Work required: Whatever appears in the records, write it out again exactly.

Exercise data:
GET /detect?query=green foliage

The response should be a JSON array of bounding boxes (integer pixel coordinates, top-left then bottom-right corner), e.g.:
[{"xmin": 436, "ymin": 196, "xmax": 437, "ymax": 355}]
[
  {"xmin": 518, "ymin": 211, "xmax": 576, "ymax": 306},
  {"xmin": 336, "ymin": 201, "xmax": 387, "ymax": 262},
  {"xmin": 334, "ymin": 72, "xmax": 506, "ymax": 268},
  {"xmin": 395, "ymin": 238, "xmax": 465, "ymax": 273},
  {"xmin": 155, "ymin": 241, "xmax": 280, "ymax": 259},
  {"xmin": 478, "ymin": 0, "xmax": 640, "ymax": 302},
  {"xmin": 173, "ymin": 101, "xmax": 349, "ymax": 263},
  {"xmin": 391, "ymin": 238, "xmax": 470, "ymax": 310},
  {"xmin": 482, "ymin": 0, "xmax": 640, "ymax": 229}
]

Response:
GET /detect?query=green foliage

The response should be a JSON array of bounding boxes (integer pixel coordinates, top-left then bottom-right corner), e.g.:
[{"xmin": 436, "ymin": 196, "xmax": 437, "ymax": 355}]
[
  {"xmin": 518, "ymin": 211, "xmax": 576, "ymax": 306},
  {"xmin": 336, "ymin": 201, "xmax": 387, "ymax": 262},
  {"xmin": 334, "ymin": 72, "xmax": 506, "ymax": 268},
  {"xmin": 395, "ymin": 238, "xmax": 465, "ymax": 273},
  {"xmin": 155, "ymin": 241, "xmax": 280, "ymax": 259},
  {"xmin": 478, "ymin": 0, "xmax": 640, "ymax": 302},
  {"xmin": 173, "ymin": 101, "xmax": 349, "ymax": 263},
  {"xmin": 391, "ymin": 238, "xmax": 470, "ymax": 310},
  {"xmin": 482, "ymin": 0, "xmax": 640, "ymax": 229}
]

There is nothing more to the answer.